**WHAT IS EXPECTED:** Transcribe the records exactly. Pictures do not belong in the transcription.

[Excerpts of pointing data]
[start]
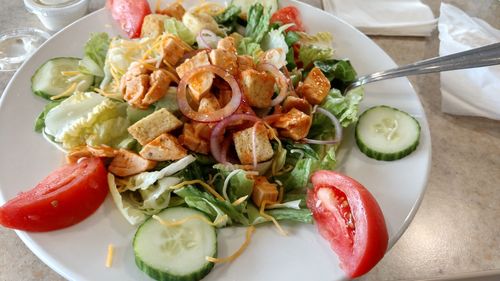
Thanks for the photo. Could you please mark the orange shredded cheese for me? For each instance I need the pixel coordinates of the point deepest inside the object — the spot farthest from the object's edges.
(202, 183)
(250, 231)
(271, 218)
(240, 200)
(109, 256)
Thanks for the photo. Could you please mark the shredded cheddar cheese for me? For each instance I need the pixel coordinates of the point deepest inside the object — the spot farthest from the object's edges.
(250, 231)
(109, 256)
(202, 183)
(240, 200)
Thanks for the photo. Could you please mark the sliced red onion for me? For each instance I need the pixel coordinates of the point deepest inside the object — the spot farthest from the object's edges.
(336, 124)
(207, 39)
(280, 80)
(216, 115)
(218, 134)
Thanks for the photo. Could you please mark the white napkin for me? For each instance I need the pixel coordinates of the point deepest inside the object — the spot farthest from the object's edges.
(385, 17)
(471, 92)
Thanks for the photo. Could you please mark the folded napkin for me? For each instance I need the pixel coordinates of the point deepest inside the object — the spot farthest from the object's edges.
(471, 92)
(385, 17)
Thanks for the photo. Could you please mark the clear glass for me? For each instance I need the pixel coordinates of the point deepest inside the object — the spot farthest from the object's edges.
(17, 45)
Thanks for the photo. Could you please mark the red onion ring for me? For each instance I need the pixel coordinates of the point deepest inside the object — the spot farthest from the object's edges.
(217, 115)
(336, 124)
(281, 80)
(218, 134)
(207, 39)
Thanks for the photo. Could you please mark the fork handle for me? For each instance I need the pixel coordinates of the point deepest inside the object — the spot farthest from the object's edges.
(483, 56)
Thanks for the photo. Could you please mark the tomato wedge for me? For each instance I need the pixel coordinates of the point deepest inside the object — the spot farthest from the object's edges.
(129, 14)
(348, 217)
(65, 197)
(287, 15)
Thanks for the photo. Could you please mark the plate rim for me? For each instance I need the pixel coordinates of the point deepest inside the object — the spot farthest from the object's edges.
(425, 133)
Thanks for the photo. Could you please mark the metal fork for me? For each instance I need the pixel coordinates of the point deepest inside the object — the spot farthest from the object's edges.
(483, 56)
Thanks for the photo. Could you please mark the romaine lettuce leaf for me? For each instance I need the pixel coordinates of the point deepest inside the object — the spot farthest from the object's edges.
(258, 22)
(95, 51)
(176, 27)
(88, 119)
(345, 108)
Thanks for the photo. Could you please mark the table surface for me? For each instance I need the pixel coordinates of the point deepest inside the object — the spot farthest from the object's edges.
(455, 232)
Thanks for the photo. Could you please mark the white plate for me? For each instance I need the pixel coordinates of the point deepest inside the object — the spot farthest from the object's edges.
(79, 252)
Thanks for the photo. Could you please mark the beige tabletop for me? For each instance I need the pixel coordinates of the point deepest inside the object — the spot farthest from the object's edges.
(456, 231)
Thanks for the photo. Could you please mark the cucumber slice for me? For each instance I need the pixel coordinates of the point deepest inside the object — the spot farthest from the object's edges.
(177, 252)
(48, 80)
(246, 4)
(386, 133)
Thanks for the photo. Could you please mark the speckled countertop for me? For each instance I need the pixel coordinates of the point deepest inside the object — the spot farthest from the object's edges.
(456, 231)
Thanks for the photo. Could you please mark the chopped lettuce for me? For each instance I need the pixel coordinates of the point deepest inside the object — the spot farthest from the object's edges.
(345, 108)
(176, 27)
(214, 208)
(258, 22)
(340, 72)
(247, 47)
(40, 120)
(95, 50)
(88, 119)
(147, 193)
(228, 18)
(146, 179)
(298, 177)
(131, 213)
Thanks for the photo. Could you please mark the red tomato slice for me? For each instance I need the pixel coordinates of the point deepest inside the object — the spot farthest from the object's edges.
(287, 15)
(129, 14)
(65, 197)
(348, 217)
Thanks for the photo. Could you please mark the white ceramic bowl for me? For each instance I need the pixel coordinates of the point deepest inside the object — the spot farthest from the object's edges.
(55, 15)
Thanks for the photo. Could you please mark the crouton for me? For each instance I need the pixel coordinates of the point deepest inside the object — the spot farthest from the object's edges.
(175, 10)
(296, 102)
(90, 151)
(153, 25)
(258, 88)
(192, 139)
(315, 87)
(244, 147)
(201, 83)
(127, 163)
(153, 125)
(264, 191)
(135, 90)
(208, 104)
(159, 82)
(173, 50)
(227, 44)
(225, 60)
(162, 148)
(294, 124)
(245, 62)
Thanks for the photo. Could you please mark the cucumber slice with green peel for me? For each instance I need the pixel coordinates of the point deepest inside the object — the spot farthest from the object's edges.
[end]
**THE COMPLETED TASK:**
Thanks for the photo. Could you please mark the orange shredded cheese for me? For each instance I need the pixel coordinates of the point deepest inside the object — the spot farthest from the object's edges.
(202, 183)
(250, 231)
(271, 218)
(240, 200)
(109, 256)
Thanks for the photo. Could you please mark the shredded cheddar cheese for me? For each instance I need the pixel coordinates of the point deepest inside the object — the spot farthest from the object's edges.
(250, 231)
(109, 256)
(202, 183)
(240, 200)
Thanks for the photo. Could you please mark the sliced red onion for me? For each instance I need the pixel coordinates of the point deepest inside the object — the spot farthest from the object's edges.
(336, 124)
(207, 39)
(280, 80)
(216, 115)
(218, 134)
Thanks for the photo. Could you please mark the white napkin for me? For each instance I need the pixel coordinates of the point deepest inside the object — the spot farthest from the object's edges.
(385, 17)
(471, 92)
Thanks for the photo. Could you please mark the folded napkin for me? For each instance I need the pixel coordinates of the point deepest inside the object — the spot farthest from the object's edges.
(471, 92)
(385, 17)
Thanks for the photo. Could you please mark the clear glass for me? For each instance I need the pixel coordinates of the point deepest inside the object — the spot farthest from the object's edges.
(17, 45)
Thanks for the photo. Could you please mark the red onion ring for me? For each instance I need the pixel coordinates of the point deepest inside the object — the spot farthest from the object's edges.
(217, 115)
(336, 124)
(281, 80)
(218, 134)
(207, 39)
Thanks for the photo. Could you please mark the fork handle for me? For each instance I need the pixel coordinates of the point deepest inside the object — the spot farthest from the object's edges.
(483, 56)
Thanks for the photo. Could you please mark the tomato wedge for me? For each instance I need the pixel coordinates of the point deepest inside the object — the spot farthest from the object's edges.
(129, 14)
(348, 217)
(65, 197)
(287, 15)
Thanks for the photo. Could you please mark the plate rim for me? For each instance I need the pixel coordinates of the point deepest inside the object — the spot farthest from the object's edges.
(425, 133)
Thanks for the photo. Could you please mark the metal fork for me? For each instance I need the pixel coordinates of the point deepest inside the object — the spot farthest from the object's edges.
(483, 56)
Thanks for the photo. Could you please mark the romaine lettuce leaf for me? For each instance I need the pixel coordinates of the point deepest inside the object — the spot farthest from the object's edges.
(258, 22)
(95, 51)
(176, 27)
(88, 119)
(345, 108)
Thanks for the photo. Could you please mark the table surface for me? For each instance I need the pixel coordinates of the point deepest inside the object — the spot farthest from the object's edges.
(455, 232)
Thanks for the photo. Could you please mark the white plate for me? For each instance I need the pixel coordinates of the point deepest inside the object — the spot farthest from the object's edges.
(79, 252)
Thanks for the photo. Could you please mark the beige tabletop for me? For each instance I need the pixel coordinates of the point deepest inside the object — the spot farthest from the object's edges.
(456, 231)
Thanks for the photo. Could you please mark the cucumber slice for me? For each instance I need the pixel coordinates of the point deepest inside the object — the spot farthest from the object's edges.
(177, 252)
(48, 80)
(246, 4)
(386, 133)
Thanks for the photo. Could you please mark the speckled countertop for me? For each instance I need the pixel coordinates of the point deepest inside the object — the spot farthest from the object's edges.
(456, 231)
Thanks for the photo. Could you please mark the chopped lettuce for me? For each instance I need the pixel coordinates of the point deepest inside the object — the spot farthest from the object's edges.
(345, 108)
(176, 27)
(214, 208)
(258, 22)
(340, 72)
(247, 47)
(40, 120)
(95, 50)
(88, 119)
(147, 193)
(228, 18)
(146, 179)
(298, 177)
(131, 213)
Thanks for the photo. Could you please mark the red tomato slice for me? For each instance I need the pixel coordinates of the point deepest inside the object — the spot farthest from the object's edges.
(287, 15)
(129, 14)
(65, 197)
(348, 217)
Thanks for the photo. Could you please mark the white ceramic bowl for me? For each instance I need the pixel coordinates of the point deepest inside the object — the spot farthest from the object's edges.
(55, 15)
Thanks for the photo. Could you please mark the crouton for me? For each instance I need the pixel coordinates of the point deepest inside the object — the spot farthest from the object's edges.
(175, 10)
(296, 102)
(90, 151)
(153, 25)
(258, 88)
(192, 139)
(315, 87)
(244, 147)
(201, 83)
(127, 163)
(153, 125)
(264, 191)
(135, 90)
(208, 104)
(159, 82)
(173, 50)
(227, 44)
(225, 60)
(162, 148)
(294, 124)
(245, 62)
Thanks for the photo. Could you please mark the cucumber slice with green peel for me? For each instance I need the pixel coordinates of the point deepest inside the object — the spot farthest from the object's edges.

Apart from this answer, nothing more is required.